*** Page ***

Writing Biography

Anthony Weller was born in Macon, Georgia, USA, on September 18, 1957, the son of Gladys Lasky, a British ballet teacher and scholar, and George Weller, an American foreign correspondent and novelist, the winner of a Pulitzer Prize. His childhood was spent in Georgia, in the Bahamas, in coastal Massachusetts, and on frequent travels in Europe. He was educated at Phillips Exeter Academy (’75) and Yale University (B.A., Music, ’80). He then moved to New York to get started as a writer and musician.

His first literary love was poetry and he was fortunate enough, at age nineteen, to fall under the tutelage of a great poet, Peyton Houston. His poems have appeared in Yankee, The Saturday Evening Post, Chelys, Pendulum, Light, Erizu, Infinity Three, and the Lace Neck Review. He was given a New York State CAPS Grant for Poetry (1983) and an award of the Academy of American Poets (1980), and was runner-up in The Nation-92nd St. Y. Poetry Competition (1979). More recently, he was a Guest Writer at the Flagstaff (Arizona) Bookfest for 2000.

While in New York he began to work as a journalist, traveling extensively throughout Europe, Asia, the Middle East, North Africa, the South Pacific, Central America, and the Caribbean. Over the years he has written over one hundred and fifty articles for National Geographic Traveler, The Paris Review, Forbes, GEO, The New York Times Magazine, G.Q., Conde-Nast Traveler, Gourmet, Harpers, Playboy, Vogue, Architectural Digest, Smithsonian, Pan, Delta-Sky, Esquire, Merian, Guitar Review, New York, Travel & Leisure, and many other magazines. He received a Lowell Thomas Award for foreign reporting in 1993. After five years in New York he moved to Amsterdam and then to Paris. During this time he was able to spend a few months each year in Kyrenia, in the Turkish Republic of Northern Cyprus, doing his own writing.

***

Set tasks:
1 – List every publication that the writing biography names as having printed his poems.
2 – Reproduce the passage of the writing biography from "Anthony Weller was" to "writer and musician." word for word.

*** Listed records ***

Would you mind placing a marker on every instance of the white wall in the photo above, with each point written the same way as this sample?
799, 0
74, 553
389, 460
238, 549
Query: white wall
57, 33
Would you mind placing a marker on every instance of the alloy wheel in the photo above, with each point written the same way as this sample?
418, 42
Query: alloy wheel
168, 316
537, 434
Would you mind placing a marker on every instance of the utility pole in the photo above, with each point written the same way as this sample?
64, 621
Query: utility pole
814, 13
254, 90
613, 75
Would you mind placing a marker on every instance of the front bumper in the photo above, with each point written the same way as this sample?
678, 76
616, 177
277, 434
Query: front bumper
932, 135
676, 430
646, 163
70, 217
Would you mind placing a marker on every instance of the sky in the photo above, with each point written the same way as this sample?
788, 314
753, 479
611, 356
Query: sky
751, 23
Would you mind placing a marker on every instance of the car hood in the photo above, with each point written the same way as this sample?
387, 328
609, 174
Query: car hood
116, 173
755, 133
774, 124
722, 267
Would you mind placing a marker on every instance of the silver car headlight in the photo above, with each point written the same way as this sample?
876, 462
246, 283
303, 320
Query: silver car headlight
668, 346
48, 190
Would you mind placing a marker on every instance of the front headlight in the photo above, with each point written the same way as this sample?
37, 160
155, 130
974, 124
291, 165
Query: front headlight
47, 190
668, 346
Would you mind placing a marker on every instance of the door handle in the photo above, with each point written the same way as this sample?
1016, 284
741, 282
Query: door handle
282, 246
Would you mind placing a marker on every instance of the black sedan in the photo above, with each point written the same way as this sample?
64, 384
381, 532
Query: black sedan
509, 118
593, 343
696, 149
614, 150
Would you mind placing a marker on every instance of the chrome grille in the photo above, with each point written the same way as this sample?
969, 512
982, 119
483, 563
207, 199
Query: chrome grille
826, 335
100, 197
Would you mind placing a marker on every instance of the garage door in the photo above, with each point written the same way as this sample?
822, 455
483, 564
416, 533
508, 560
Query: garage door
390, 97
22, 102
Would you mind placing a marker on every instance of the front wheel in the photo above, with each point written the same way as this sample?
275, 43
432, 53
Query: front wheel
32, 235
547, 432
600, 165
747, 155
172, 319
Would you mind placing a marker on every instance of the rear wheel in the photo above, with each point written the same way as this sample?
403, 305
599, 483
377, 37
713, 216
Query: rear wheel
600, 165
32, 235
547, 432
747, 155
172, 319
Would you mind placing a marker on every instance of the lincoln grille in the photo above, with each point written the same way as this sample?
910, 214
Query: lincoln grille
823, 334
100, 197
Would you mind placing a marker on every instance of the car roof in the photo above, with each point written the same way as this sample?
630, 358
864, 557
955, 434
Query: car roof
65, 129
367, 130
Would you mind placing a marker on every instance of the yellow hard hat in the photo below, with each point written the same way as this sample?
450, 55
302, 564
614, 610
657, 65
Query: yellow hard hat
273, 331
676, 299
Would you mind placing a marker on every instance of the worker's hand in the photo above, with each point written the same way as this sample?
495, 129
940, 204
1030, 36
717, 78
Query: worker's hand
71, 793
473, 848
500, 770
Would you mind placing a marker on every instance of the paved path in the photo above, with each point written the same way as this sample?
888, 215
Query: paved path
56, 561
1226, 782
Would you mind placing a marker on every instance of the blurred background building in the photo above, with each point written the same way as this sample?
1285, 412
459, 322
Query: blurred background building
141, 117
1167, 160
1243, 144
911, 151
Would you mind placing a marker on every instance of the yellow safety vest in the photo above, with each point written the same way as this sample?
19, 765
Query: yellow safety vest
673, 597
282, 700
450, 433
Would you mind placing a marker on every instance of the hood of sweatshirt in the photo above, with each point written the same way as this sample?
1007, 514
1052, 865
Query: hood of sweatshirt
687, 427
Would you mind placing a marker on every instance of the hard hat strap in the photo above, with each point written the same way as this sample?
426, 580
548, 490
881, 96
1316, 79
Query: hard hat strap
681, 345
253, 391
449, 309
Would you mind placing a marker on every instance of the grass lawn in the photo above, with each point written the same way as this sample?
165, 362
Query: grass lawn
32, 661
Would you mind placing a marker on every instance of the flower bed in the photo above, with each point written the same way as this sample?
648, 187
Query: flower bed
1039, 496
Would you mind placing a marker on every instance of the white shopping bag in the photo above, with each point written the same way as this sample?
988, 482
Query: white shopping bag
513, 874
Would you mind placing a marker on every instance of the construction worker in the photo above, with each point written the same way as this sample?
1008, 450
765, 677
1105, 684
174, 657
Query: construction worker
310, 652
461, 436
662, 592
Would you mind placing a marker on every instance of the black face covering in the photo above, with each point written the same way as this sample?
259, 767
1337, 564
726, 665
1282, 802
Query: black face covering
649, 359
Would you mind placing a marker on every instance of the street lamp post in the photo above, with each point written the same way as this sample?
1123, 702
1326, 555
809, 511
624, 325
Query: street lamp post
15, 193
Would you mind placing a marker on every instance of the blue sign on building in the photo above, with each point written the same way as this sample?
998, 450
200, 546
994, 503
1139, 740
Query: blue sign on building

***

Answers to the problems:
1 –
Yankee
The Saturday Evening Post
Chelys
Pendulum
Light
Erizu
Infinity Three
the Lace Neck Review

2 –
Anthony Weller was born in Macon, Georgia, USA, on September 18, 1957, the son of Gladys Lasky, a British ballet teacher and scholar, and George Weller, an American foreign correspondent and novelist, the winner of a Pulitzer Prize. His childhood was spent in Georgia, in the Bahamas, in coastal Massachusetts, and on frequent travels in Europe. He was educated at Phillips Exeter Academy (’75) and Yale University (B.A., Music, ’80). He then moved to New York to get started as a writer and musician.